(Stored entries)
* * * * * * * * *

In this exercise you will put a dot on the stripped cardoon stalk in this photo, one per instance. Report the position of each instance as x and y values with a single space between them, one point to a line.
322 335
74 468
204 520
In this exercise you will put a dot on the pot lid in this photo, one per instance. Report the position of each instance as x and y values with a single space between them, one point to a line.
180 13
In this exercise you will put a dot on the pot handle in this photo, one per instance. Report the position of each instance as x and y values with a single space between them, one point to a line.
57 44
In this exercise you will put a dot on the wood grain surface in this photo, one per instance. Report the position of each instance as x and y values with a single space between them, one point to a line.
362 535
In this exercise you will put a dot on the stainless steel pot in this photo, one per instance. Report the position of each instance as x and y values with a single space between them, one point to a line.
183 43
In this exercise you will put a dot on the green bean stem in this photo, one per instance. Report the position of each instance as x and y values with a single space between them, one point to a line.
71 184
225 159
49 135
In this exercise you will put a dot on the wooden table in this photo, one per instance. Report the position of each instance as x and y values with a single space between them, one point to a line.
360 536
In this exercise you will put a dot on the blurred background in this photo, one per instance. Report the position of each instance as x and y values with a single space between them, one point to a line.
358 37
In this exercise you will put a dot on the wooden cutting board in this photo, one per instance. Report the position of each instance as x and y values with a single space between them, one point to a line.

* * * * * * * * *

● WORK INSTRUCTIONS
Your answer must be the lines from the one containing "In this exercise you will put a dot on the blurred" through the last line of the entries, copied exactly, with no other lines.

● SOLUTION FOR THIS TASK
In this exercise you will put a dot on the blurred background in this photo, one per instance. Report the position of each instance as x and y values with a single space between them, one point to a line.
358 37
In this exercise you will put a dot on the wooden cutting board in this photo, one per instance. Report the position of each instance as x and y values with a single space between them, one point to a line.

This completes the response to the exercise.